• Given exercise: Convert the records from the line with "Could you point at the soldier" up to and including the last line of the records into a two-column CSV with the header task,value. Give one row per record, with its text and its answer each in a single quoted field and any line breaks replaced by spaces.

-- Start of Input data --

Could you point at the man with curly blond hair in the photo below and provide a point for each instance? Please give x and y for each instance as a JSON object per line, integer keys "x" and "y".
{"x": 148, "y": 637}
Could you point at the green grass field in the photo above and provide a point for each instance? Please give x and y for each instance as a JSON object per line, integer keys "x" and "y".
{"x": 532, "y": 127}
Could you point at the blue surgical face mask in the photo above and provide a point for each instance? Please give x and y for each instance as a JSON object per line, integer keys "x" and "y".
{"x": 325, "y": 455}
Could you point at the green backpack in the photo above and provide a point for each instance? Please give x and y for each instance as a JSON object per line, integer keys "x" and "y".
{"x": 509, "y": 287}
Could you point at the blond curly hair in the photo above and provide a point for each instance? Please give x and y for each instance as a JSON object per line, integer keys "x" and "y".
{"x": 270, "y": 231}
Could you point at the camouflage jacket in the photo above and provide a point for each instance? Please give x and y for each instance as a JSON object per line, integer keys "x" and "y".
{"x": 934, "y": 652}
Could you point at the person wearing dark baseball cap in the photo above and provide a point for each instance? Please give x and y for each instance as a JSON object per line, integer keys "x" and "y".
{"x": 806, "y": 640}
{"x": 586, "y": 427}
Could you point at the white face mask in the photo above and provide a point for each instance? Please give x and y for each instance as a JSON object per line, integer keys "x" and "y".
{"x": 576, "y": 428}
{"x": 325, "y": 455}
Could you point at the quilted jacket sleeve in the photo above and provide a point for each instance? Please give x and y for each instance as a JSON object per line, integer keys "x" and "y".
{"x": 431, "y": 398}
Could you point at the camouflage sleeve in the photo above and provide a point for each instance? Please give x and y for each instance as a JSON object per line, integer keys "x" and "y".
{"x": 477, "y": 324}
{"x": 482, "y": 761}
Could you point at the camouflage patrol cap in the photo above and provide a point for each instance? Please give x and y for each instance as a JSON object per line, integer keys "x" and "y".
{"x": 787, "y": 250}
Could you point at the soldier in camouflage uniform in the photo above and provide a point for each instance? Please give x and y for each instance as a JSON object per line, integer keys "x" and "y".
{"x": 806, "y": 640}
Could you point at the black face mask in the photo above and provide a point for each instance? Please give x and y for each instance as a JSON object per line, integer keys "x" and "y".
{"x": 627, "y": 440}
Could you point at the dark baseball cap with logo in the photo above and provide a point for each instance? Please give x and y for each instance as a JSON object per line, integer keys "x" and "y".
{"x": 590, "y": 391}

-- End of Input data --

• Correct output:
task,value
"Could you point at the soldier in camouflage uniform in the photo above and provide a point for each instance? Please give x and y for each instance as a JSON object per line, integer keys ""x"" and ""y"".","{""x"": 806, ""y"": 640}"
"Could you point at the black face mask in the photo above and provide a point for each instance? Please give x and y for each instance as a JSON object per line, integer keys ""x"" and ""y"".","{""x"": 627, ""y"": 440}"
"Could you point at the dark baseball cap with logo in the photo above and provide a point for each instance? Please give x and y for each instance as a JSON object per line, integer keys ""x"" and ""y"".","{""x"": 590, ""y"": 391}"